--- BEGIN Input records ---

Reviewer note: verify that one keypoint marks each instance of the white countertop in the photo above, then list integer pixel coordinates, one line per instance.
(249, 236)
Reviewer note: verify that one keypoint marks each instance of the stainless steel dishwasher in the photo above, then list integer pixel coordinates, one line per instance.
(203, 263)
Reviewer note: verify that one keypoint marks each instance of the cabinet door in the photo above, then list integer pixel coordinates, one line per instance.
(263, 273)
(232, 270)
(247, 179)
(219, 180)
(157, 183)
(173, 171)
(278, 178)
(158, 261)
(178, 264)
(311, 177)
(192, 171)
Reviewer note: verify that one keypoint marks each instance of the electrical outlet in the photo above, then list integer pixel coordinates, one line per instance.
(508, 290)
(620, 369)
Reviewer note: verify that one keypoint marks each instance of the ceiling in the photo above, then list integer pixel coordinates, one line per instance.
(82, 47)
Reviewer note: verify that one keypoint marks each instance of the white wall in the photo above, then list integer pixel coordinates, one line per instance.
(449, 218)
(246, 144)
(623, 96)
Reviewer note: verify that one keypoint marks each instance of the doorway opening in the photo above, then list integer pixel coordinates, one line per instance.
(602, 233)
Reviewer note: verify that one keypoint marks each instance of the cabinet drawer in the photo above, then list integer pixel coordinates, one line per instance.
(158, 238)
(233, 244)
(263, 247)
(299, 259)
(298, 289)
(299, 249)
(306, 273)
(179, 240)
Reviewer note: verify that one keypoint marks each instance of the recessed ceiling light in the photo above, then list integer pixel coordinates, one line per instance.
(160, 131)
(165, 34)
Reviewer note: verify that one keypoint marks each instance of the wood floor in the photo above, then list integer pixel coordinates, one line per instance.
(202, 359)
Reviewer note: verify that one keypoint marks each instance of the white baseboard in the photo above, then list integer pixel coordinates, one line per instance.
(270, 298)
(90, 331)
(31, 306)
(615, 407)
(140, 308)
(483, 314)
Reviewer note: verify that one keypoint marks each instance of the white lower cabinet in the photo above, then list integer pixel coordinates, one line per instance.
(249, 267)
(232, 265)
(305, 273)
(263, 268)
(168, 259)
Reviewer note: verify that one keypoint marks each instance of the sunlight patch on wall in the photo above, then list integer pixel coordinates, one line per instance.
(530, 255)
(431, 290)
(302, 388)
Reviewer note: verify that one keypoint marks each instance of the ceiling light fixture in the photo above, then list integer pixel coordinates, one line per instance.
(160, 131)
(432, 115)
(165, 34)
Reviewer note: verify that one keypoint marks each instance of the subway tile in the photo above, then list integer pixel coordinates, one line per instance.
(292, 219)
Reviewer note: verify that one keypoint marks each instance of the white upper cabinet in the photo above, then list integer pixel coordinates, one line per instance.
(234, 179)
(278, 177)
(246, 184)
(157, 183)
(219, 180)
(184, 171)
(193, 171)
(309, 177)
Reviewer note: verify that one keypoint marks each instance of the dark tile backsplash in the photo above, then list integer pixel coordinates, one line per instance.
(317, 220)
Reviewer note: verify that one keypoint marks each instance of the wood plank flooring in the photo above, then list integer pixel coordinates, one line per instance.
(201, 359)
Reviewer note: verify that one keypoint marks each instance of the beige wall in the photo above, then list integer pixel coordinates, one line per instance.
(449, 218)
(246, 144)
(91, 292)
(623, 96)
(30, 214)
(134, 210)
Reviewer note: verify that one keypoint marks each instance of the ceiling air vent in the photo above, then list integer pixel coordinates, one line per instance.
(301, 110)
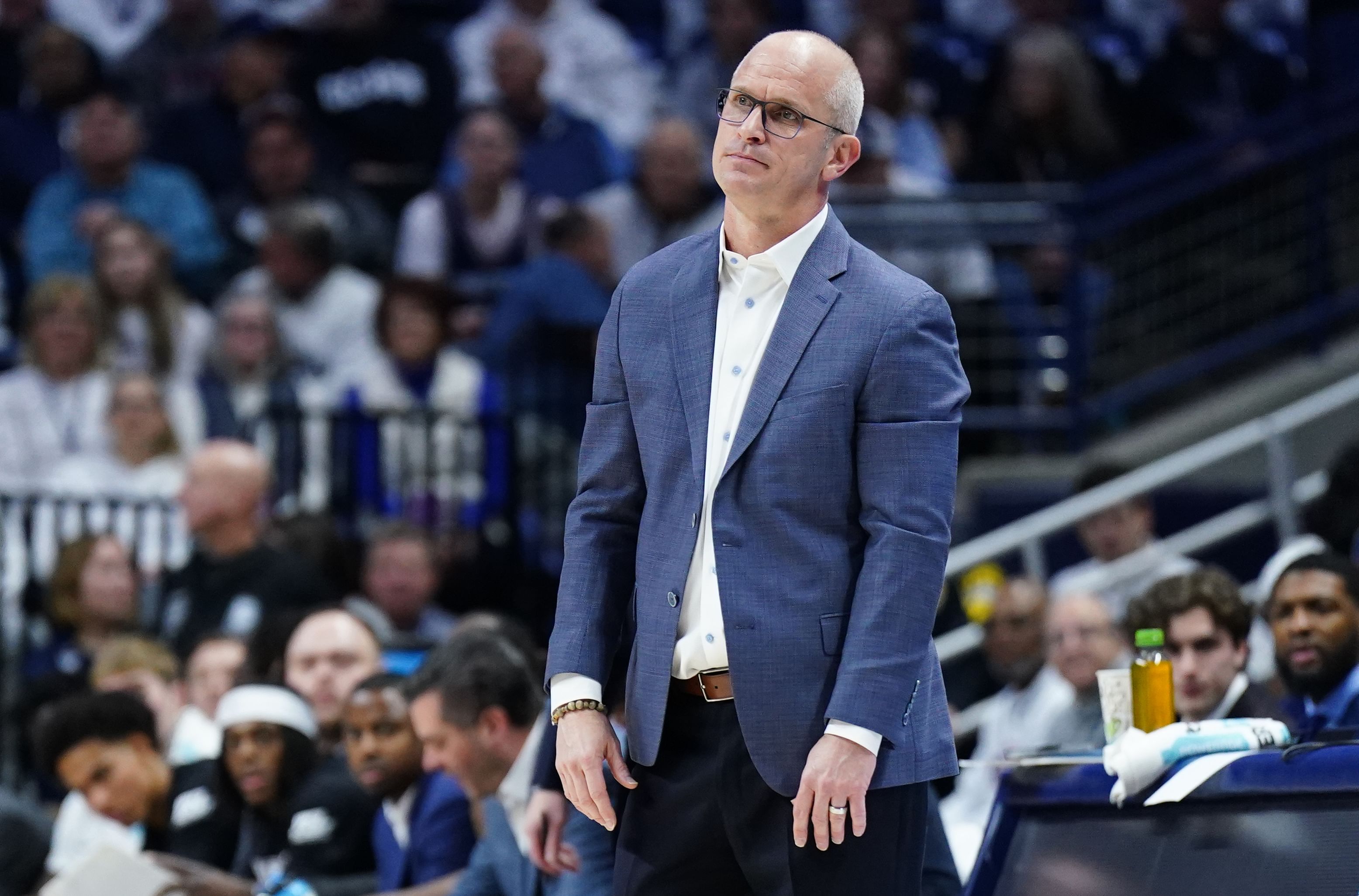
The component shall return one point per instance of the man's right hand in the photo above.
(585, 743)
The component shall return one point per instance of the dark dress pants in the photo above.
(704, 823)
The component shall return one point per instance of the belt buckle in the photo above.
(703, 686)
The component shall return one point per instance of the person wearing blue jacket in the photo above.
(422, 835)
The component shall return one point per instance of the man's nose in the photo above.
(752, 130)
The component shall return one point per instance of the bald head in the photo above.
(517, 64)
(1082, 640)
(808, 90)
(824, 66)
(223, 489)
(329, 653)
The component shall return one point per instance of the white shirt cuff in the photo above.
(861, 736)
(573, 686)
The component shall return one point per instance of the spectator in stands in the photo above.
(944, 69)
(180, 63)
(593, 66)
(110, 180)
(400, 580)
(384, 93)
(486, 224)
(1210, 79)
(733, 28)
(92, 597)
(18, 21)
(325, 307)
(1047, 121)
(1126, 529)
(211, 671)
(416, 368)
(477, 707)
(1207, 624)
(151, 327)
(1017, 720)
(208, 136)
(233, 580)
(1313, 612)
(143, 460)
(59, 74)
(961, 270)
(55, 404)
(147, 669)
(25, 834)
(112, 31)
(104, 745)
(422, 835)
(251, 376)
(670, 198)
(328, 655)
(560, 154)
(566, 289)
(302, 817)
(917, 148)
(1082, 640)
(282, 168)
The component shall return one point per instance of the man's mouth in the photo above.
(748, 158)
(1304, 657)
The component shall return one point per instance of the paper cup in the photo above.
(1115, 702)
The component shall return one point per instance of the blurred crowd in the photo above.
(218, 217)
(1285, 646)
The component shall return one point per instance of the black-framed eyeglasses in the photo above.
(779, 119)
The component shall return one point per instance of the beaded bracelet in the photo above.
(571, 706)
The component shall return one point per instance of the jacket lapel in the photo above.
(809, 298)
(693, 328)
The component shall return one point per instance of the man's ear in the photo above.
(845, 152)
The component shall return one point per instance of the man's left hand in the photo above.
(838, 774)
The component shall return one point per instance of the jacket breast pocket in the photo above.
(834, 633)
(816, 402)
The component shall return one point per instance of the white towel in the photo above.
(1139, 759)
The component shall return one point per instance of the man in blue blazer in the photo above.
(477, 707)
(422, 833)
(767, 480)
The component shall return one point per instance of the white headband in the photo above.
(1291, 551)
(266, 703)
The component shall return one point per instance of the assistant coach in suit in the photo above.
(767, 483)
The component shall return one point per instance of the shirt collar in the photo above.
(785, 256)
(518, 782)
(1334, 705)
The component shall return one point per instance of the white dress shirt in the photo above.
(1017, 721)
(751, 294)
(517, 786)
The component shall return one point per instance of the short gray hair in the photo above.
(846, 98)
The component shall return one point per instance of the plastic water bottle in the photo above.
(1153, 686)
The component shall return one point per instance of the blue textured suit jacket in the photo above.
(831, 521)
(498, 868)
(441, 837)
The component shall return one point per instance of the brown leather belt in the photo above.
(713, 687)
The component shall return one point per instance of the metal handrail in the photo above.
(1286, 494)
(1264, 431)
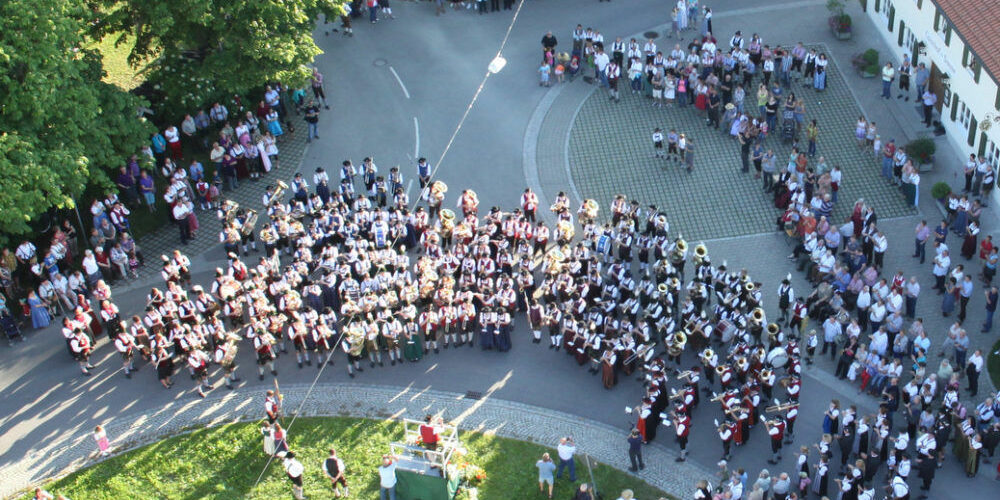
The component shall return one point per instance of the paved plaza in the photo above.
(567, 138)
(610, 152)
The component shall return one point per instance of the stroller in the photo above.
(788, 126)
(9, 326)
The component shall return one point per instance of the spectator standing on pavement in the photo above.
(911, 292)
(545, 469)
(888, 75)
(312, 121)
(334, 469)
(972, 371)
(387, 478)
(566, 450)
(964, 294)
(991, 308)
(103, 444)
(635, 451)
(929, 100)
(921, 233)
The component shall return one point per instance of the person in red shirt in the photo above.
(429, 432)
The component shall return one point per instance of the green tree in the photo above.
(61, 128)
(207, 49)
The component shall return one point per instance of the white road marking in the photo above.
(416, 135)
(400, 81)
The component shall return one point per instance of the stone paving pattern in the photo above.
(602, 442)
(610, 152)
(291, 149)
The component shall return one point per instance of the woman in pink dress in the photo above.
(101, 437)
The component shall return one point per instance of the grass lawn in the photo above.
(224, 463)
(993, 364)
(116, 65)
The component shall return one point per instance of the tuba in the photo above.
(591, 209)
(566, 230)
(700, 253)
(773, 329)
(278, 191)
(677, 346)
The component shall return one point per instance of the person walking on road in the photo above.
(566, 450)
(387, 478)
(294, 470)
(545, 470)
(635, 451)
(888, 75)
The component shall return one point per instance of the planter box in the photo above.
(840, 30)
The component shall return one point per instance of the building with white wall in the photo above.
(959, 41)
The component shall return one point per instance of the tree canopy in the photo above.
(207, 49)
(61, 127)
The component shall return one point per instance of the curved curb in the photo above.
(509, 419)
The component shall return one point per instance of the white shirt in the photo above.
(387, 475)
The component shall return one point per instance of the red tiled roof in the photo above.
(976, 22)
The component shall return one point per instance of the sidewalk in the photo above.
(292, 148)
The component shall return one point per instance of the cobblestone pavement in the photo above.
(609, 151)
(292, 149)
(602, 442)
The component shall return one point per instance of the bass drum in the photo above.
(777, 358)
(726, 331)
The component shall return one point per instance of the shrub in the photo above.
(940, 190)
(921, 149)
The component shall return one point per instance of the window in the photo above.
(965, 114)
(993, 154)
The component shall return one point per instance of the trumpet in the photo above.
(700, 253)
(438, 189)
(278, 191)
(780, 407)
(677, 347)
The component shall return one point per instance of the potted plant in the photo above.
(921, 150)
(840, 23)
(940, 191)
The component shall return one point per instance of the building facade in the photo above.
(959, 41)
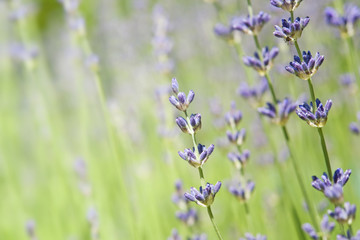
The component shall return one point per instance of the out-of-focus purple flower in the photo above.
(181, 102)
(234, 116)
(345, 23)
(280, 117)
(239, 160)
(193, 158)
(344, 215)
(287, 5)
(189, 217)
(253, 94)
(308, 67)
(249, 236)
(262, 64)
(348, 236)
(310, 231)
(291, 31)
(317, 119)
(251, 25)
(242, 193)
(334, 191)
(205, 197)
(238, 137)
(174, 235)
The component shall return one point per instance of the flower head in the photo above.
(192, 158)
(181, 102)
(285, 108)
(262, 64)
(239, 160)
(344, 215)
(317, 119)
(307, 68)
(291, 31)
(346, 23)
(287, 5)
(251, 25)
(205, 196)
(242, 193)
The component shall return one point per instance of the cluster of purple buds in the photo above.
(326, 228)
(291, 31)
(280, 117)
(253, 94)
(189, 217)
(348, 236)
(237, 138)
(334, 192)
(190, 155)
(354, 127)
(249, 236)
(239, 159)
(251, 25)
(308, 67)
(205, 197)
(345, 23)
(242, 193)
(345, 215)
(181, 102)
(287, 5)
(317, 119)
(192, 126)
(262, 64)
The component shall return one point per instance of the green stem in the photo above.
(211, 216)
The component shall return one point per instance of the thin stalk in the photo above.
(211, 216)
(321, 135)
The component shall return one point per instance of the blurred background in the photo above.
(88, 140)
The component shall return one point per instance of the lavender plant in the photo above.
(197, 156)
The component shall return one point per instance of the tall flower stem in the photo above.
(321, 134)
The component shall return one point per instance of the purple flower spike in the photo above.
(205, 196)
(291, 31)
(251, 25)
(262, 64)
(310, 231)
(317, 119)
(285, 108)
(346, 23)
(344, 215)
(286, 5)
(242, 193)
(249, 236)
(181, 102)
(308, 67)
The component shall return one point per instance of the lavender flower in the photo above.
(346, 23)
(249, 236)
(195, 160)
(236, 138)
(344, 215)
(181, 102)
(242, 193)
(189, 217)
(251, 25)
(317, 119)
(348, 236)
(291, 31)
(308, 67)
(239, 160)
(205, 197)
(333, 192)
(287, 5)
(285, 107)
(262, 64)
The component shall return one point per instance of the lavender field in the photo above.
(192, 120)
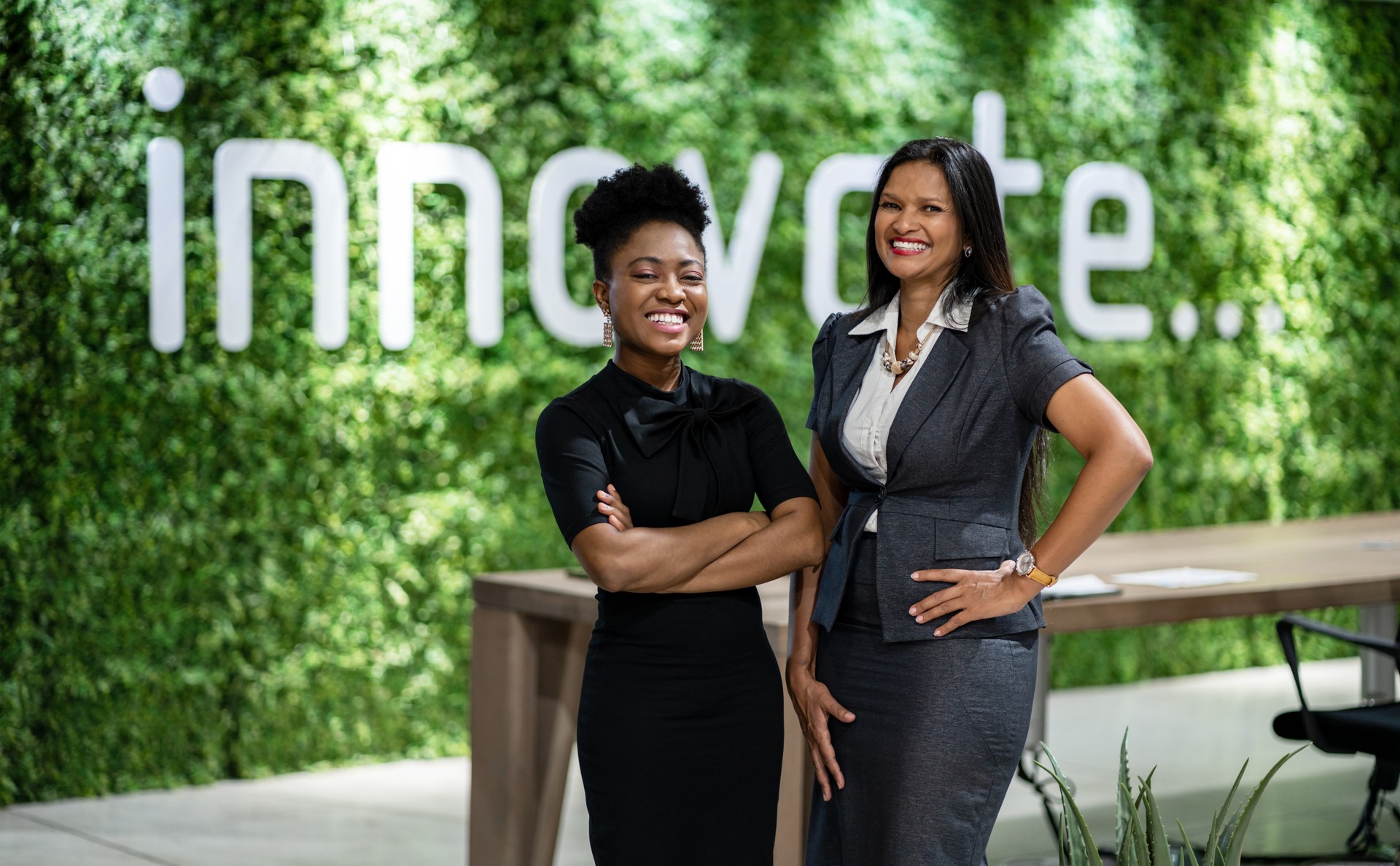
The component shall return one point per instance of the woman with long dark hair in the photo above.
(913, 652)
(651, 469)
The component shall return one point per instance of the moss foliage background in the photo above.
(223, 564)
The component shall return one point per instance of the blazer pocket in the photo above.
(958, 540)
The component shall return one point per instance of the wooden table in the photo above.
(529, 634)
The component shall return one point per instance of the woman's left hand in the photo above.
(611, 505)
(975, 595)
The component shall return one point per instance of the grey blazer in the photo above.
(957, 453)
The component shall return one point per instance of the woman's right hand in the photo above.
(814, 704)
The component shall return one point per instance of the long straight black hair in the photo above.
(980, 277)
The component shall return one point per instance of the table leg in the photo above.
(1036, 733)
(525, 679)
(1378, 672)
(796, 788)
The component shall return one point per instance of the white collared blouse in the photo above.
(867, 426)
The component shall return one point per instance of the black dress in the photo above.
(681, 717)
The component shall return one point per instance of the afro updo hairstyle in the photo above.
(628, 200)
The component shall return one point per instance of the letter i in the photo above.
(166, 216)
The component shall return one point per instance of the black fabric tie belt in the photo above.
(860, 502)
(654, 423)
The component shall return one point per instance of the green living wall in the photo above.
(226, 564)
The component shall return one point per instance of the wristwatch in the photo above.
(1027, 569)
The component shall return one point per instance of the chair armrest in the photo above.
(1389, 648)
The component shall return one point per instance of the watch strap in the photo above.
(1039, 577)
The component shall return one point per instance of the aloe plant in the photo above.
(1140, 830)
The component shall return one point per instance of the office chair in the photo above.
(1369, 729)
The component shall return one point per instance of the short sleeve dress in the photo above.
(681, 715)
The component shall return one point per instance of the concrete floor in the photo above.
(1196, 729)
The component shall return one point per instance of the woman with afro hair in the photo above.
(651, 470)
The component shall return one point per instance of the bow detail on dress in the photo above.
(699, 421)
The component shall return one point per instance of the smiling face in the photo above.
(656, 292)
(916, 227)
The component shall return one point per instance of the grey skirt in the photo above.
(938, 729)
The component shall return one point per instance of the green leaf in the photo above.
(1158, 846)
(1080, 837)
(1214, 857)
(1237, 843)
(1188, 852)
(1124, 808)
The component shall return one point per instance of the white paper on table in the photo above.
(1185, 578)
(1077, 587)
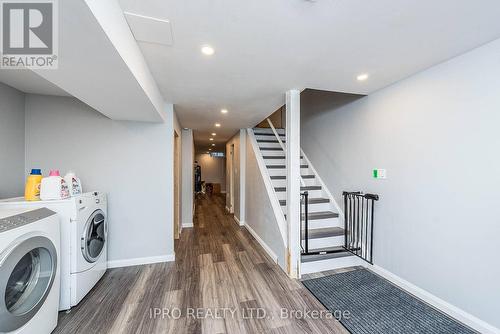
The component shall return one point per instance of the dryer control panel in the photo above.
(24, 218)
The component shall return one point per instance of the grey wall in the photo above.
(12, 169)
(259, 211)
(213, 170)
(131, 161)
(235, 170)
(437, 223)
(187, 177)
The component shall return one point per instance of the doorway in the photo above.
(177, 187)
(231, 178)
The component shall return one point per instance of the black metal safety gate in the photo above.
(358, 225)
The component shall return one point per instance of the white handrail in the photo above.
(277, 135)
(283, 147)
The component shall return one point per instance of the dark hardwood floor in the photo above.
(221, 282)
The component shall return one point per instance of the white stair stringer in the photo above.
(280, 218)
(325, 215)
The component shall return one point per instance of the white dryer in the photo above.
(29, 270)
(83, 242)
(89, 231)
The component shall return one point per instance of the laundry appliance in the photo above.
(84, 228)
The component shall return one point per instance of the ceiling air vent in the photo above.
(150, 29)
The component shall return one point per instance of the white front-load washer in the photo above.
(75, 213)
(29, 270)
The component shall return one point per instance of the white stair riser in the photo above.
(331, 264)
(320, 223)
(313, 193)
(276, 172)
(278, 183)
(281, 195)
(280, 161)
(272, 153)
(320, 207)
(282, 171)
(282, 182)
(269, 130)
(269, 145)
(326, 242)
(259, 137)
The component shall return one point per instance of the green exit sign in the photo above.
(379, 173)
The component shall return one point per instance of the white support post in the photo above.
(243, 163)
(293, 181)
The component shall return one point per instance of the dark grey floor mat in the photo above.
(377, 306)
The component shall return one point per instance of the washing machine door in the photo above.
(94, 236)
(27, 272)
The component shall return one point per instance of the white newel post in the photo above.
(293, 180)
(243, 163)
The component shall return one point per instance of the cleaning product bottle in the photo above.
(32, 189)
(53, 187)
(74, 183)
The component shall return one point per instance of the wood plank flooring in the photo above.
(221, 282)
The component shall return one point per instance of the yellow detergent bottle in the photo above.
(32, 189)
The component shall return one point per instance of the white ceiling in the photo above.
(263, 48)
(29, 82)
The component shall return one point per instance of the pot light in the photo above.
(363, 77)
(207, 50)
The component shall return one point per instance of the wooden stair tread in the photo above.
(283, 177)
(306, 188)
(321, 215)
(325, 232)
(311, 201)
(271, 149)
(283, 166)
(340, 252)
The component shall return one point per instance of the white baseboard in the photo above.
(451, 310)
(141, 261)
(268, 249)
(238, 221)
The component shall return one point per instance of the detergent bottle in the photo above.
(53, 187)
(32, 189)
(74, 183)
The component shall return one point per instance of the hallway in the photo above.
(221, 282)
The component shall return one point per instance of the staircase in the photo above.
(326, 230)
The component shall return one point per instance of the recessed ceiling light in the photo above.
(362, 77)
(207, 50)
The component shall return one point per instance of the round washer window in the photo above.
(26, 279)
(95, 236)
(29, 281)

--- END Input records ---

* _Aim of the task_
Repeat exactly, and only, the lines from the line containing "the detergent bottle in the photo above." through the last line of the records above, both included.

* _Task result_
The component shall return one point per instance of the detergent bottle in the photo above.
(53, 187)
(32, 189)
(74, 183)
The component shall return one point per instance of the hallway in the photo above.
(221, 282)
The component shall return one point per instance of the staircase in the photo above.
(326, 230)
The component shall return one point per instance of the recessed ceiling light in the photo above.
(362, 77)
(207, 50)
The component shall return one point per instance of the round washer window in the photo above.
(26, 279)
(95, 236)
(29, 281)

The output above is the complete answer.